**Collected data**

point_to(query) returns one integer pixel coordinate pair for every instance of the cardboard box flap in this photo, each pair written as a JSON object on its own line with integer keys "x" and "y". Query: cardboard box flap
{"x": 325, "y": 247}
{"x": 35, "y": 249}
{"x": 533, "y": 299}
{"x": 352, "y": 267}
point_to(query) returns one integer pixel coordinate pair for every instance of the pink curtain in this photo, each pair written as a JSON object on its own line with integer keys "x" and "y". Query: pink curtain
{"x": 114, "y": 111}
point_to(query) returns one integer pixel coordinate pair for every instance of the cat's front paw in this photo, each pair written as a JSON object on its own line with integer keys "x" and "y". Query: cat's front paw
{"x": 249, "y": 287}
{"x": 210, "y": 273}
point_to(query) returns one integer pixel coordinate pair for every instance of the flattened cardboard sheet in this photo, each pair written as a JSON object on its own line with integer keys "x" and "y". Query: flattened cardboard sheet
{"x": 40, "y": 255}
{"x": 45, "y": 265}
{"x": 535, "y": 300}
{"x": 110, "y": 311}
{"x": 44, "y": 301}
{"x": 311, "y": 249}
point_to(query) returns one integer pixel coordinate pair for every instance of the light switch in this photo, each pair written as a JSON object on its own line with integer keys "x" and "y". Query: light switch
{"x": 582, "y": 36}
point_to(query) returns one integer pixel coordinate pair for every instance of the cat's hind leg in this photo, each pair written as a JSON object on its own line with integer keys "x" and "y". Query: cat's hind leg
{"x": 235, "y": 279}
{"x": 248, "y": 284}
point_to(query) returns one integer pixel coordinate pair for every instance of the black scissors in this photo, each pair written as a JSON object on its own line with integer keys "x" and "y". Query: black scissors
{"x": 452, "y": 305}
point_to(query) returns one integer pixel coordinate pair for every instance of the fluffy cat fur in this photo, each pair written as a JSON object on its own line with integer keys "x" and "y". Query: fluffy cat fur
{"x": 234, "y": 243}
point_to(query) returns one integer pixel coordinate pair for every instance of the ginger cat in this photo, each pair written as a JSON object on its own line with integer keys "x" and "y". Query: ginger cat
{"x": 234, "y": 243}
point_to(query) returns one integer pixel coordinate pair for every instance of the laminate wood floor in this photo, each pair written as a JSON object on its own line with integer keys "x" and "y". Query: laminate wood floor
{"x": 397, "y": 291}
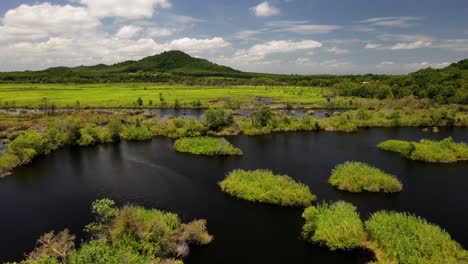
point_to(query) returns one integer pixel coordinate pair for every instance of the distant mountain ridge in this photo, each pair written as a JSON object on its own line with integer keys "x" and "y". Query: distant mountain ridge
{"x": 166, "y": 62}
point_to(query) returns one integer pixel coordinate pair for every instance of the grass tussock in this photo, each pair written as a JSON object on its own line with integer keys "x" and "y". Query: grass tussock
{"x": 210, "y": 146}
{"x": 444, "y": 151}
{"x": 359, "y": 177}
{"x": 336, "y": 226}
{"x": 404, "y": 238}
{"x": 265, "y": 187}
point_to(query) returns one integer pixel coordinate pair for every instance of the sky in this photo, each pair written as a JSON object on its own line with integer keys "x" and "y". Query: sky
{"x": 274, "y": 36}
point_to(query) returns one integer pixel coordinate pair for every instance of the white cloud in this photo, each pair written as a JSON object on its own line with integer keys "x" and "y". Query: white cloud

**To do**
Scale the lines in the Collected data from the one containing "sky in this" through the end, inclusive. Write every one of these lines out again, multiplying each coordinate in the answers by 1.8 and rounding to whole numbers, with halves rounded up.

**Final answer**
point_to(query) returns one integer pixel coordinate pair for every instance of the sky in this photo, each pair written as a JSON object on its own line with integer keys "x" and "y". Query: sky
{"x": 493, "y": 65}
point_to(query) returns one integer pixel coordinate pair for every instance of the white cloud in this photo, each pair written as a JSON object on its own line with integer keys "x" and "y". Query: white cloud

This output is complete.